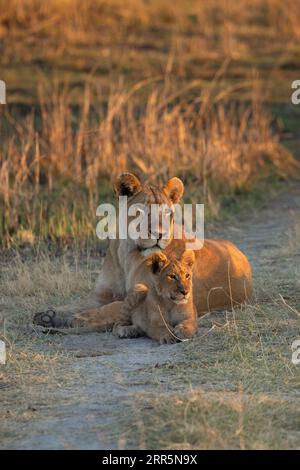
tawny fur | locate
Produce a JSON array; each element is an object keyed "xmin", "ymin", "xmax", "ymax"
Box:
[
  {"xmin": 75, "ymin": 248, "xmax": 197, "ymax": 344},
  {"xmin": 34, "ymin": 173, "xmax": 252, "ymax": 327}
]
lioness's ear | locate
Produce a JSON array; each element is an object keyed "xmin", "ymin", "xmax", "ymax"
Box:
[
  {"xmin": 149, "ymin": 252, "xmax": 168, "ymax": 274},
  {"xmin": 114, "ymin": 173, "xmax": 142, "ymax": 197},
  {"xmin": 181, "ymin": 250, "xmax": 195, "ymax": 268},
  {"xmin": 164, "ymin": 176, "xmax": 184, "ymax": 204}
]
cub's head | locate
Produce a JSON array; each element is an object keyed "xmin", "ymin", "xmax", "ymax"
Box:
[
  {"xmin": 148, "ymin": 250, "xmax": 195, "ymax": 304},
  {"xmin": 115, "ymin": 173, "xmax": 184, "ymax": 254}
]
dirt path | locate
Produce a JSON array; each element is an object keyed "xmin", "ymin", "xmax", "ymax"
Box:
[{"xmin": 0, "ymin": 181, "xmax": 300, "ymax": 449}]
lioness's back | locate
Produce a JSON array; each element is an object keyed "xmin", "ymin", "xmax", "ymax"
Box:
[{"xmin": 194, "ymin": 239, "xmax": 252, "ymax": 313}]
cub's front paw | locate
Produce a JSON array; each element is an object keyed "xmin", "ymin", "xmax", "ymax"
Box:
[{"xmin": 174, "ymin": 324, "xmax": 197, "ymax": 341}]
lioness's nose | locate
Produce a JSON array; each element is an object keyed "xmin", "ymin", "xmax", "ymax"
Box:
[{"xmin": 151, "ymin": 232, "xmax": 167, "ymax": 240}]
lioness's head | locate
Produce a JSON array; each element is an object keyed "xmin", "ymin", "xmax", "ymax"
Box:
[
  {"xmin": 115, "ymin": 173, "xmax": 184, "ymax": 250},
  {"xmin": 148, "ymin": 250, "xmax": 195, "ymax": 304}
]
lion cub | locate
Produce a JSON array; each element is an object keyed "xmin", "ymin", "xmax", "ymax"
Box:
[{"xmin": 113, "ymin": 250, "xmax": 197, "ymax": 344}]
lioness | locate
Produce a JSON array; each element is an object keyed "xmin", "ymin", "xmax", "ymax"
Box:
[
  {"xmin": 34, "ymin": 173, "xmax": 252, "ymax": 328},
  {"xmin": 74, "ymin": 246, "xmax": 197, "ymax": 344}
]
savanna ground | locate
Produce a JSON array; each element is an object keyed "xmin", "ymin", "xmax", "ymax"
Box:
[{"xmin": 0, "ymin": 0, "xmax": 300, "ymax": 449}]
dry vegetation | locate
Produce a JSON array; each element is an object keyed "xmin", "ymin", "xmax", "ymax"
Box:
[
  {"xmin": 0, "ymin": 0, "xmax": 300, "ymax": 246},
  {"xmin": 0, "ymin": 0, "xmax": 300, "ymax": 449}
]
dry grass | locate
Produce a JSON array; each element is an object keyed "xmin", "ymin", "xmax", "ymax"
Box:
[
  {"xmin": 0, "ymin": 74, "xmax": 296, "ymax": 245},
  {"xmin": 0, "ymin": 0, "xmax": 300, "ymax": 246}
]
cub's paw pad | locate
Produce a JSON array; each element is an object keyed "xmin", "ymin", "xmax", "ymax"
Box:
[{"xmin": 33, "ymin": 309, "xmax": 56, "ymax": 328}]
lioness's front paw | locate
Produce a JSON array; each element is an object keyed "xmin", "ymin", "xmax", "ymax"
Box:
[
  {"xmin": 33, "ymin": 309, "xmax": 56, "ymax": 328},
  {"xmin": 158, "ymin": 332, "xmax": 177, "ymax": 344},
  {"xmin": 174, "ymin": 325, "xmax": 193, "ymax": 340},
  {"xmin": 33, "ymin": 308, "xmax": 74, "ymax": 328}
]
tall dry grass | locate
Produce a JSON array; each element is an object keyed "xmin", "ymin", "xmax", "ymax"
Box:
[{"xmin": 0, "ymin": 77, "xmax": 295, "ymax": 243}]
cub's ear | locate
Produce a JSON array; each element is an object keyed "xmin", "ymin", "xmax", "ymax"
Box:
[
  {"xmin": 114, "ymin": 173, "xmax": 142, "ymax": 197},
  {"xmin": 181, "ymin": 250, "xmax": 195, "ymax": 268},
  {"xmin": 147, "ymin": 252, "xmax": 168, "ymax": 274},
  {"xmin": 164, "ymin": 176, "xmax": 184, "ymax": 204}
]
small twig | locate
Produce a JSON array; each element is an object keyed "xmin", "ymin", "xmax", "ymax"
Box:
[{"xmin": 157, "ymin": 305, "xmax": 188, "ymax": 343}]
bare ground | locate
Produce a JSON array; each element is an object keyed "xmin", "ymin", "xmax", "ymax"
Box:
[{"xmin": 0, "ymin": 185, "xmax": 300, "ymax": 449}]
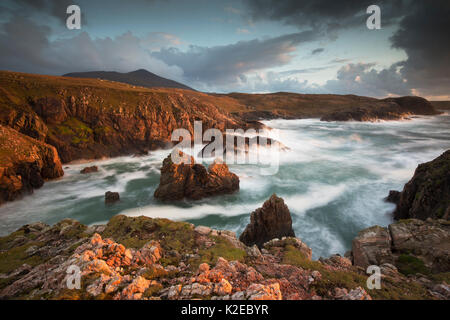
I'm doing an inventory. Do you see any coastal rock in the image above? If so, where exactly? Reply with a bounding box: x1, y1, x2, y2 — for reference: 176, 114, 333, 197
389, 219, 450, 273
352, 226, 393, 268
105, 191, 120, 204
394, 150, 450, 220
0, 215, 442, 300
320, 97, 439, 121
0, 125, 64, 204
239, 194, 295, 248
198, 134, 289, 159
80, 166, 98, 174
154, 151, 239, 200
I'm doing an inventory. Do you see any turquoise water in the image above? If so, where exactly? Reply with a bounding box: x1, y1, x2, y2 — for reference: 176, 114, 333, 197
0, 114, 450, 258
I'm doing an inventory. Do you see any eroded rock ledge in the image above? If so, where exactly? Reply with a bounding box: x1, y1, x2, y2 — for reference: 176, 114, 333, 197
388, 150, 450, 221
154, 151, 239, 200
0, 209, 450, 300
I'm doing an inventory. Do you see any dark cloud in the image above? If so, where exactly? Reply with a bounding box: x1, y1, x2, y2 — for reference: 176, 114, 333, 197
323, 63, 411, 97
244, 0, 408, 37
0, 16, 183, 80
391, 0, 450, 95
311, 48, 325, 55
15, 0, 80, 24
153, 31, 318, 84
278, 66, 330, 76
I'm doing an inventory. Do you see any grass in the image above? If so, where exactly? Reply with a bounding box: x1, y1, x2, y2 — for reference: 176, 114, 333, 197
395, 254, 431, 276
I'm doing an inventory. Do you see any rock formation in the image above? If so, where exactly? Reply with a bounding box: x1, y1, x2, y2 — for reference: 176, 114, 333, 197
0, 215, 450, 300
320, 97, 440, 121
105, 191, 120, 204
198, 134, 289, 159
352, 219, 450, 274
388, 150, 450, 220
154, 151, 239, 200
80, 166, 98, 174
239, 194, 295, 247
0, 125, 64, 204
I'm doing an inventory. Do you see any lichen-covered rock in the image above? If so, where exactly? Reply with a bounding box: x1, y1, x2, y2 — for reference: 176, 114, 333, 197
239, 194, 295, 248
0, 125, 64, 204
352, 226, 393, 268
154, 151, 239, 200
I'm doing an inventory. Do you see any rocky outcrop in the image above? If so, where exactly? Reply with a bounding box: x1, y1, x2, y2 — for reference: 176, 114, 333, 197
352, 226, 393, 268
0, 72, 248, 163
0, 215, 449, 300
239, 194, 295, 247
388, 150, 450, 220
198, 134, 290, 159
0, 125, 64, 203
154, 151, 239, 200
352, 219, 450, 274
320, 97, 440, 121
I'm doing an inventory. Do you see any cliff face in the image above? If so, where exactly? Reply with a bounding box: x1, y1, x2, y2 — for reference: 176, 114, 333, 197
394, 150, 450, 220
0, 125, 64, 203
0, 215, 450, 300
0, 72, 248, 162
321, 97, 440, 121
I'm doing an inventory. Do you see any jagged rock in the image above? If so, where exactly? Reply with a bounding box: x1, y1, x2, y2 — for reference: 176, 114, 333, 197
154, 151, 239, 200
105, 191, 120, 204
239, 194, 295, 248
198, 134, 289, 159
352, 226, 393, 268
0, 125, 64, 204
394, 150, 450, 220
80, 166, 98, 174
384, 190, 401, 204
389, 219, 450, 273
320, 97, 439, 121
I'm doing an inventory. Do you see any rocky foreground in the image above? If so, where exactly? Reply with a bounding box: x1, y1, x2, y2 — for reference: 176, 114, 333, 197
0, 195, 450, 300
0, 125, 64, 204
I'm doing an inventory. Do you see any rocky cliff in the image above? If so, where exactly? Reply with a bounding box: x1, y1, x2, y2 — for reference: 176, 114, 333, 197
0, 210, 450, 300
388, 150, 450, 220
0, 125, 64, 203
0, 71, 252, 162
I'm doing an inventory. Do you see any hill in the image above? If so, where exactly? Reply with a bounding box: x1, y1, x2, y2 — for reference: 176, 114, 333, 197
63, 69, 194, 90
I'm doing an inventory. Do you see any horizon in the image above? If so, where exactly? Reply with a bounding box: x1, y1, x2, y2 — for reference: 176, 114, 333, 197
0, 0, 450, 101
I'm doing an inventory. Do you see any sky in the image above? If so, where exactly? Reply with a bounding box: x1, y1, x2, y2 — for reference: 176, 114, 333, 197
0, 0, 450, 100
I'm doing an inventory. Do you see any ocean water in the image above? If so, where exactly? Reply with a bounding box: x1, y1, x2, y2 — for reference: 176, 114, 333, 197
0, 113, 450, 258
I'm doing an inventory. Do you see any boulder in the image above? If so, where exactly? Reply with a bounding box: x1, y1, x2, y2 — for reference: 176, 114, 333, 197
352, 226, 393, 268
154, 151, 239, 200
80, 166, 98, 174
394, 150, 450, 220
105, 191, 120, 204
384, 190, 401, 204
389, 219, 450, 273
239, 194, 295, 248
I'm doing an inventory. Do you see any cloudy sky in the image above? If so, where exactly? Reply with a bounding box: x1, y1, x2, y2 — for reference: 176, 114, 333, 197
0, 0, 450, 100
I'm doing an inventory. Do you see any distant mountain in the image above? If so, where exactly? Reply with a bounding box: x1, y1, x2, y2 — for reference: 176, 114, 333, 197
63, 69, 195, 91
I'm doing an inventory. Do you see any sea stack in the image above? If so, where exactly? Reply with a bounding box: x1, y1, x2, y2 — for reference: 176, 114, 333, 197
154, 151, 239, 200
239, 194, 295, 248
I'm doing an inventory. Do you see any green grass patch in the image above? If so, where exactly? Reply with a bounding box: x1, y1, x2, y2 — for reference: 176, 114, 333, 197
396, 254, 430, 276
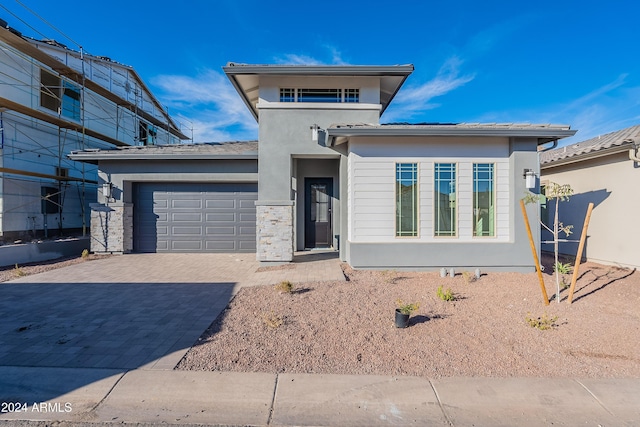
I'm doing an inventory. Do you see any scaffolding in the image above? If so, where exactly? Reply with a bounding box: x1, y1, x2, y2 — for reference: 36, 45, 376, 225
0, 15, 188, 236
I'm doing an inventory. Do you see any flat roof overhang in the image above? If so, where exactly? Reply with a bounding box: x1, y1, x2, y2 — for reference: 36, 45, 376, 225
0, 28, 189, 143
222, 62, 414, 121
324, 125, 577, 147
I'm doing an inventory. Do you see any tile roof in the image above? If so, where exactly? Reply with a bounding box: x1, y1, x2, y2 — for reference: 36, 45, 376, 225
330, 122, 571, 130
540, 125, 640, 165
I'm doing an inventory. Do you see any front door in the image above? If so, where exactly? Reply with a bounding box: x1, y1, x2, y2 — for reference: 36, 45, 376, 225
304, 178, 333, 249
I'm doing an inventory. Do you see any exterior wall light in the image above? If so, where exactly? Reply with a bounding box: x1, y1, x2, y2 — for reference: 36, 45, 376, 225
522, 169, 536, 190
102, 182, 113, 202
310, 123, 320, 142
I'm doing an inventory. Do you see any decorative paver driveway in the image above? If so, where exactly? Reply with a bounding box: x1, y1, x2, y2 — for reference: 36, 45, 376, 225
0, 254, 344, 369
0, 254, 258, 369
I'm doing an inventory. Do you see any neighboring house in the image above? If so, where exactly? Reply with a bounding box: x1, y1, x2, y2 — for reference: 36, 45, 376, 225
70, 63, 575, 271
0, 20, 187, 240
540, 125, 640, 268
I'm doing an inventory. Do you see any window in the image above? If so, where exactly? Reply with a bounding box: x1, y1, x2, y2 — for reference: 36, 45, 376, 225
396, 163, 418, 237
61, 82, 80, 121
434, 163, 456, 236
473, 163, 495, 236
280, 88, 360, 103
56, 166, 69, 178
298, 89, 341, 102
40, 70, 60, 113
280, 88, 296, 102
540, 181, 553, 228
138, 122, 158, 145
40, 187, 60, 214
40, 70, 80, 121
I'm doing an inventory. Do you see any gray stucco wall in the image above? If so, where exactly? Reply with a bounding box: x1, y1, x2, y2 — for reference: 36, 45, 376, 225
258, 104, 380, 200
258, 103, 380, 261
98, 159, 258, 203
293, 159, 346, 251
91, 159, 258, 253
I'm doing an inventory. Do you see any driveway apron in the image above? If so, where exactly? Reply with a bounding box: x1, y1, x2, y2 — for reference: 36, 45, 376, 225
0, 254, 258, 369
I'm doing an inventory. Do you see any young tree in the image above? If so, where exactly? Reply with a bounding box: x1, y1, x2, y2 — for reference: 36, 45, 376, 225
524, 182, 573, 302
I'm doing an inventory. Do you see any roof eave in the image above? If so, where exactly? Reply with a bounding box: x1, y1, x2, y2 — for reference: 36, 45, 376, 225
67, 152, 258, 164
222, 62, 414, 121
327, 127, 577, 145
222, 62, 414, 77
540, 141, 633, 169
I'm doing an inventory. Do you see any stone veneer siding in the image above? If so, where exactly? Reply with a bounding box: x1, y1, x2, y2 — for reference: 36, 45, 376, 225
256, 202, 293, 262
91, 203, 133, 253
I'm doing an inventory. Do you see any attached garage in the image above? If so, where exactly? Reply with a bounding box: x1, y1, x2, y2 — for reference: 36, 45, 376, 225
133, 182, 258, 252
69, 141, 258, 253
-=-=-=-=-
→ WRITTEN TASK
Reproduce the lines of the listing verbatim, starting at the line that contains "I'm doing an inventory. Do you see any rocky outcrop" and ending at the line that contains "63, 69, 194, 90", both included.

→ PROBLEM SOLUTION
I'm doing an inventory. Do you see any rocky outcrop in the image above? If so, where exactly? Reply with a bounding box: x1, y1, x2, y2 — for reference: 176, 114, 333, 197
352, 226, 393, 268
0, 72, 248, 163
0, 215, 449, 300
239, 194, 295, 247
388, 150, 450, 220
198, 134, 290, 159
0, 125, 64, 203
154, 151, 239, 200
352, 219, 450, 274
320, 97, 440, 121
I'm doing an inventory. Do you see any cliff face in the image above? If so, where exactly? Reply with a bounding box: x1, y1, x2, y2 — for reference: 176, 114, 333, 197
394, 150, 450, 220
0, 125, 64, 203
0, 215, 450, 300
0, 72, 248, 162
321, 97, 440, 121
I'm doing an inventory. Do you see any jagged rock in the image above? If so, where exactly? Reply with a bounding box: x1, y1, x2, y2 — for reference: 176, 114, 333, 197
154, 151, 239, 200
105, 191, 120, 204
239, 194, 295, 248
198, 134, 289, 159
352, 226, 393, 268
0, 125, 64, 204
394, 150, 450, 220
80, 166, 98, 174
384, 190, 401, 204
389, 219, 450, 273
320, 97, 439, 121
I'm doing an inventory. Do you see any rocky foreground in the image above? If so, where exactly? Reply with a bounding box: x1, y1, x2, y2 — for reference: 176, 114, 333, 197
0, 195, 450, 300
0, 125, 64, 204
I'm doing an inventory. Do you see any rocky cliff in the image above? If so, where exactly? Reply with a bounding box: x1, y1, x2, y2 — for reference: 176, 114, 333, 197
0, 210, 450, 300
388, 150, 450, 220
0, 125, 64, 203
0, 71, 252, 162
I'm doing an inventory. Do you see any hill in the image above? If so, where exactly? Reply with a bounding box: x1, y1, x2, y2 — for reference: 176, 114, 333, 197
63, 69, 194, 90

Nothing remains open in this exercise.